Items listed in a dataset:
_ _ _ _

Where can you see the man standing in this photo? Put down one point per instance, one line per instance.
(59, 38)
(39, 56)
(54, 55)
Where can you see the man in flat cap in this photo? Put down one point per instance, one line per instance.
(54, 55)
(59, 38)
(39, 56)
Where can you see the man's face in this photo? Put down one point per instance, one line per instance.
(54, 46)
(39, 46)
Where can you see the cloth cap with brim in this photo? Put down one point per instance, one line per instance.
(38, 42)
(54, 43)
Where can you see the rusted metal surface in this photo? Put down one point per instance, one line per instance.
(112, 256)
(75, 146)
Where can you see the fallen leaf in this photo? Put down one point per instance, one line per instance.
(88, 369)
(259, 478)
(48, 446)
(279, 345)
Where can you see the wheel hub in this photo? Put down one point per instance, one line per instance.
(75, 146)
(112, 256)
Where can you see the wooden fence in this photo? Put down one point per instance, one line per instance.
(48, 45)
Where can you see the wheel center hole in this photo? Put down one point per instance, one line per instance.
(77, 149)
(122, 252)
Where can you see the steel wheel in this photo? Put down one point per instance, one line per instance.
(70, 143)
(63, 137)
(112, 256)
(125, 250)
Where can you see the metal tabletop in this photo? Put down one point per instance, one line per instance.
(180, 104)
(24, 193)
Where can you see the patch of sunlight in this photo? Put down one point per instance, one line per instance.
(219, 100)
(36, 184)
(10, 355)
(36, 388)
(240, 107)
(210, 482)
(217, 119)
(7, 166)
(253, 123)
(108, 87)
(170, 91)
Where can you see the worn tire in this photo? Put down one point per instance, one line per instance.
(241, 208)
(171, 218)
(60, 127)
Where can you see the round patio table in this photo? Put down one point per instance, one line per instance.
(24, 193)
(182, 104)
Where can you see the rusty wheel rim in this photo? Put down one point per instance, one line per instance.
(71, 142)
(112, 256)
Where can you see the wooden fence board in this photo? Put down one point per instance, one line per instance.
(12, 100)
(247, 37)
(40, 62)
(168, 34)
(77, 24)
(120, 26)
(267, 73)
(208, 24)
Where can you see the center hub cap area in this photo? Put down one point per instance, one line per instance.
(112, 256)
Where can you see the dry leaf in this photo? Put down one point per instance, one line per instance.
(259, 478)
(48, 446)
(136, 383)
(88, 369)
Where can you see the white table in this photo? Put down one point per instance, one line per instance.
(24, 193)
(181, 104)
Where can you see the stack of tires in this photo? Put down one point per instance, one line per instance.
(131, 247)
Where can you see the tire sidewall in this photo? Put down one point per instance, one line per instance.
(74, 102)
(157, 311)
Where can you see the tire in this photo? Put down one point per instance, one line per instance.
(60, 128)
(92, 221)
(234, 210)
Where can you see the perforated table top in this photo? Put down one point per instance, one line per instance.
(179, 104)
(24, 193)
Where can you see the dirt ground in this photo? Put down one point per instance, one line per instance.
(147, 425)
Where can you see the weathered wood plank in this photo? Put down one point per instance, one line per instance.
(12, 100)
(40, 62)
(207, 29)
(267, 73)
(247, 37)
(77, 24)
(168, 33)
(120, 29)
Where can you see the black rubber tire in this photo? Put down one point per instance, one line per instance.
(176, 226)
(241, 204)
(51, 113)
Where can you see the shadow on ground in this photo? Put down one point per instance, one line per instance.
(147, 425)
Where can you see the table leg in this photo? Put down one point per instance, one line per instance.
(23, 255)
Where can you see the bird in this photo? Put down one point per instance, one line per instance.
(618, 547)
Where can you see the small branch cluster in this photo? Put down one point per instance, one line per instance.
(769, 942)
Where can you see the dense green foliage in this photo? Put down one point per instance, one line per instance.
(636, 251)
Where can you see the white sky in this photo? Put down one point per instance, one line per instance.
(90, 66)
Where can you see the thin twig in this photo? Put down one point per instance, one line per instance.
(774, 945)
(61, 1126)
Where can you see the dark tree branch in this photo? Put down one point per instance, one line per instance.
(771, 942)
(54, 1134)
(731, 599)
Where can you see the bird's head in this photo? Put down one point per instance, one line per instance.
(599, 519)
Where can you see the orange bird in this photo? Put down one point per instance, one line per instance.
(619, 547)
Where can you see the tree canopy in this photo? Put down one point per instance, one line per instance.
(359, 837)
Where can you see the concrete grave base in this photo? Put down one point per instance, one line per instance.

_ _ _ _

- WHAT THE TASK REQUIRES:
The required result is an identical copy of the records above.

- TASK ANSWER:
Where can you see the man standing in this photo? Put down one point per instance, one line per instance.
(59, 38)
(39, 56)
(54, 55)
Where can you see the man in flat cap in this photo? Put down one point per instance, one line per instance.
(54, 55)
(59, 38)
(39, 56)
Where can you see the man's face in this photo? Put down one point per instance, one line per instance.
(54, 46)
(39, 46)
Where can you see the cloth cap with brim in this photo? Put down one point per instance, one line per instance.
(38, 42)
(54, 43)
Where can you see the rusted metal surface in this photo? Put down one point per instance, one line per instance.
(112, 256)
(75, 146)
Where can you see the fallen leaf in this photo? Put down one point per instance, one line per instance.
(88, 369)
(259, 478)
(48, 446)
(279, 345)
Where can you see the wheel hub in this photo? Put down one point per instance, one line per instance.
(75, 146)
(112, 256)
Where can you see the wooden fence in this photo? Put down one point per instance, one line per instance.
(48, 45)
Where can you see the wheel center hole in this photo? Put down one point per instance, one line per instance.
(77, 149)
(122, 252)
Where can you see the steel wheel in this photo? Put down one point per instance, one line per instance.
(70, 143)
(63, 137)
(112, 256)
(125, 250)
Where can you see the metal tabletop in this photo? Put down one point per instance, one line per instance.
(180, 104)
(24, 193)
Where can you see the patch of sunlight in this photo? Put down one point per instance, one line per instance.
(219, 100)
(36, 184)
(10, 355)
(36, 388)
(240, 107)
(210, 482)
(217, 119)
(7, 166)
(253, 123)
(108, 87)
(170, 91)
Where can you see the worn tire in this photo? Put down one point per instance, one line per instance.
(241, 208)
(171, 218)
(60, 127)
Where can you see the round patio table in this photo? Put down one point per instance, one line per instance.
(24, 193)
(182, 104)
Where can you see the rusty wheel rim in this photo? Put down one point per instance, one line per instance.
(71, 142)
(112, 256)
Where can you see the wooden fence board in this photo? Put down one point per instance, one line per instance.
(12, 100)
(247, 37)
(40, 62)
(168, 34)
(77, 24)
(120, 26)
(267, 73)
(208, 24)
Where can you see the center hub cap area in this photo? Put down one point per instance, one line per instance.
(112, 256)
Where can you see the dry leaf in this photo? Put down one point per instance, one line per instance.
(259, 478)
(48, 446)
(136, 383)
(88, 369)
Where can you see the white table in this photo? Put down one point per instance, one line per instance.
(24, 193)
(181, 104)
Where can you see the stack of tires in this photo? Put down one point per instance, one line per instance.
(131, 247)
Where can you see the tire sidewall in this photo? Put down one point per instance, one line per instance.
(74, 102)
(157, 311)
Where can you see the tire in this photo? Put down one point per instance, one line per instance.
(60, 128)
(92, 221)
(234, 210)
Where can you see the perforated table top in this photo? Put down one point per instance, one line per instance.
(179, 104)
(24, 193)
Where can you see the dirt ground in this photo? Put down one point per instance, one line per instance.
(147, 425)
Where can you see the weathered wood plank in this photo? Put down one point per instance, one line per instance.
(12, 100)
(40, 62)
(207, 29)
(267, 73)
(247, 37)
(77, 24)
(168, 33)
(120, 29)
Where can you see the black rubber tire in this photo? Put down one point per instance, one line per instance.
(176, 226)
(241, 204)
(51, 113)
Where can you see the shadow on ground in this photo? Put down one point per instance, one line per instance.
(147, 425)
Where can you see the table leg in this photo? Put down one point per instance, one line per instance.
(23, 255)
Where can you see the bird in this photo? Put down one point per instance, one line per instance.
(618, 547)
Where can you see the small branch cluster in this photo? Put down one point per instance, one line per instance.
(769, 942)
Where can you see the dense green foliage in this photo? Put down one point per instance, one line per instance.
(636, 251)
Where can you see the white sky in this photo? Put down one point per instance, one line per instance.
(90, 66)
Where can you see the thin twig in this photo? Put down one point per instance, one line per instance.
(774, 945)
(61, 1126)
Where can you see the dark tree branch in this photo? Put down one point per instance, one line per instance.
(771, 942)
(54, 1134)
(731, 599)
Where can you see the bird's head in this photo? Put down one point per instance, one line per instance.
(599, 519)
Where can you see the orange bird in this photo? Put down one point per instance, one line per instance.
(619, 547)
Where can you see the tree canopy in this photo? Put down one point per instance, one line per instance.
(359, 837)
Where can you see the concrete grave base in this photo? Put down one point per instance, one line per instance.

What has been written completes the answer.